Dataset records
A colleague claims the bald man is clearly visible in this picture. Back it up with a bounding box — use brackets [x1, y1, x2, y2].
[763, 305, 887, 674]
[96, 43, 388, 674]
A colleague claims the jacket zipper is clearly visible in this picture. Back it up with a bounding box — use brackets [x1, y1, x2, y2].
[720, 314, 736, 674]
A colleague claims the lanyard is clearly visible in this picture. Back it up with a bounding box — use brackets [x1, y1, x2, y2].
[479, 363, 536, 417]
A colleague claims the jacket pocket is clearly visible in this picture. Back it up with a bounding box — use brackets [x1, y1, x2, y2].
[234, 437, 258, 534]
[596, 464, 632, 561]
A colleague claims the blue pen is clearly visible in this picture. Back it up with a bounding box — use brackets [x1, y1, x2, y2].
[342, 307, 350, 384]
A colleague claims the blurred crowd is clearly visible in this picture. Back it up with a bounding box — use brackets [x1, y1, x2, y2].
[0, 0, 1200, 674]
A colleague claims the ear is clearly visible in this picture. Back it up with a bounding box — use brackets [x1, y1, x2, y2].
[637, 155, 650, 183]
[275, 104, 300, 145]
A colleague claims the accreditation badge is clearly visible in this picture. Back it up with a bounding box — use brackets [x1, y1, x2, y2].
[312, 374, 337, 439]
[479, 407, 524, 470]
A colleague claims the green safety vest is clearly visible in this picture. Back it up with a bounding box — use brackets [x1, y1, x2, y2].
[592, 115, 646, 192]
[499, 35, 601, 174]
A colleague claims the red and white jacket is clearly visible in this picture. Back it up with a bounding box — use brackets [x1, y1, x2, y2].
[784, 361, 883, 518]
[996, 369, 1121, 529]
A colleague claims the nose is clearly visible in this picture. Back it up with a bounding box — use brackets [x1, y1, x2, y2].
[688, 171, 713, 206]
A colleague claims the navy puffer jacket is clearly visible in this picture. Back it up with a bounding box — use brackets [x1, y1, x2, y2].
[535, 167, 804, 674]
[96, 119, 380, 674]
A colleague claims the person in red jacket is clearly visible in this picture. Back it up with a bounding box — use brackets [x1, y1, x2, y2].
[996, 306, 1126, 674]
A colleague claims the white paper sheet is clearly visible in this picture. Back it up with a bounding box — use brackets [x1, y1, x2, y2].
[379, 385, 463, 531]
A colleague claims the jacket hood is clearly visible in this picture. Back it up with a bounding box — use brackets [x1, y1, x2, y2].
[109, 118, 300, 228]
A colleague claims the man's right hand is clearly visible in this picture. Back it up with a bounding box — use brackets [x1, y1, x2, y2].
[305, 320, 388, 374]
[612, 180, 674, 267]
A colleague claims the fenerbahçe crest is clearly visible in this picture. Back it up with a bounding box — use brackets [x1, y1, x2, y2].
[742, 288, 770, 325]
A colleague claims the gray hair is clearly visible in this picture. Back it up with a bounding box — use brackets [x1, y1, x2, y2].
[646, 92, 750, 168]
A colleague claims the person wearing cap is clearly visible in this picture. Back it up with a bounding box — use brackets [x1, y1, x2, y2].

§ To be done
Give as a numbered list, with blank lines left out, the lines of the listing starting at the one containing "A colleague claims the blue" and ending at the one containing "[275, 104, 300, 145]".

§ Result for this exercise
1. A colleague claims the blue pen is clearly visible in this picture. Back it up with a bounding box — use brackets [x1, y1, x2, y2].
2. [342, 307, 350, 384]
3. A colleague claims the blurred crowd is clearly visible in this picture. Back it up with a bounding box — use brackets [x1, y1, x2, y2].
4. [0, 0, 1200, 674]
5. A colleague claims the ear is clearly visible in this picture. Back it up with a bounding box — use brackets [x1, y1, x2, y2].
6. [637, 155, 650, 183]
7. [275, 104, 300, 145]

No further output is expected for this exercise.